■ Description of the task
For the listing below, output exactly the lines from the line with "Target: stainless steel microwave" up to and including the line with "Indicate the cabinet", and no other lines.
######
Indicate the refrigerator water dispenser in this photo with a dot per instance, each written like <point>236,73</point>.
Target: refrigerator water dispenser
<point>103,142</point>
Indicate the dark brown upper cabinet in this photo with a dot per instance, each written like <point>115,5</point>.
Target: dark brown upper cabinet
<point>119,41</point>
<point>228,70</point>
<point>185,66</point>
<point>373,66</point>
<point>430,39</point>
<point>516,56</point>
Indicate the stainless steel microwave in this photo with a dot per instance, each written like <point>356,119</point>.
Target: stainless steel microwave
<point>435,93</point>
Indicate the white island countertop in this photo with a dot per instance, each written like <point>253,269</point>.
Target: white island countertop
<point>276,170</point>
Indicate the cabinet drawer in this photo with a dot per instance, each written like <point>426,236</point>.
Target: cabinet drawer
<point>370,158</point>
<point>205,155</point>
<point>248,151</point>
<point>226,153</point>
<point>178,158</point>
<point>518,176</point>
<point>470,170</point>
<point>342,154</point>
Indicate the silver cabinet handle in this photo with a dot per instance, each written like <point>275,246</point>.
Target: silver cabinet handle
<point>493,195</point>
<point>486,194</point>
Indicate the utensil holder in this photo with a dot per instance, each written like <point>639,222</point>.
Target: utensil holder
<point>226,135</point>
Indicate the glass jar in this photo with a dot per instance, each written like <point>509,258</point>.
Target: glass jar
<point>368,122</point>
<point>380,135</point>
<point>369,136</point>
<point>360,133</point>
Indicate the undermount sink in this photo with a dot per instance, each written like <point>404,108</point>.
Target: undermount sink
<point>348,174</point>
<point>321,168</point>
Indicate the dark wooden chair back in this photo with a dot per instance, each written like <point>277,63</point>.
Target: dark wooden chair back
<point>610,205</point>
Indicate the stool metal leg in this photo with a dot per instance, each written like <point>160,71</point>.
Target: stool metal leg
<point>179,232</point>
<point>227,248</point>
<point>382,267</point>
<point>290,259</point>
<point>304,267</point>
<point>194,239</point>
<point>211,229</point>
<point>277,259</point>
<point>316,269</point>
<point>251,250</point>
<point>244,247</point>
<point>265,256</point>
######
■ Exercise answer
Target: stainless steel microwave
<point>435,93</point>
Indicate the white island countertop in this photo with a dot per instance, each written like <point>253,269</point>.
Target: white island countertop
<point>276,170</point>
Indicate the cabinet drawer in this photo with a dot per instance, each written like <point>426,236</point>.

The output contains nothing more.